課題内容:
提示文の中で、フィラリア症の症状として挙げられているものをすべて書き出してください。

提示文:

————————

ワンちゃんを飼育されている皆さんは、フィラリア予防、もう始めましたか?
「毎年検査してるけど陰性だし・・・」
「ほとんどお家にいるし・・・」
などと考える飼い主様もおり、そのお気持ちも分かります。
ワンちゃんを病院に連れてきて、薬をもらって・・・なかなか大変なことですよね。
しかし予防を怠ると実際にフィラリアに感染してしまうことが多くあります💦
フィラリアは蚊に刺されることで感染する寄生虫ですが、犬の血中を巡りながら成長し、
最終的に肺動脈や心臓に寄生します。
そのため咳や努力性呼吸(ハァハァする)、腹水の貯留、元気食欲の低下などが症状として現れます。
今回はフィラリア症に感染したワンちゃんの症例をご紹介します。
患者さんは8才♂の雑種犬です🐶
食欲低下・腹部膨満・発咳を主訴に来院されました。
患者さんは来院時、お腹がパンパンで息も苦しそうな状態でした。
屋外飼育でフィラリアの予防歴がなかったため、フィラリア症を疑い検査をしたところ…
やはり陽性でした😥
線が1本出ていると陰性、2本出ていると陽性です。

————————

データ内容:
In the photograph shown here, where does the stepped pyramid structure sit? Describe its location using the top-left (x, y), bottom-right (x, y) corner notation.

————————

課題の解答:
咳、努力性呼吸(ハァハァする)、腹水の貯留、元気食欲の低下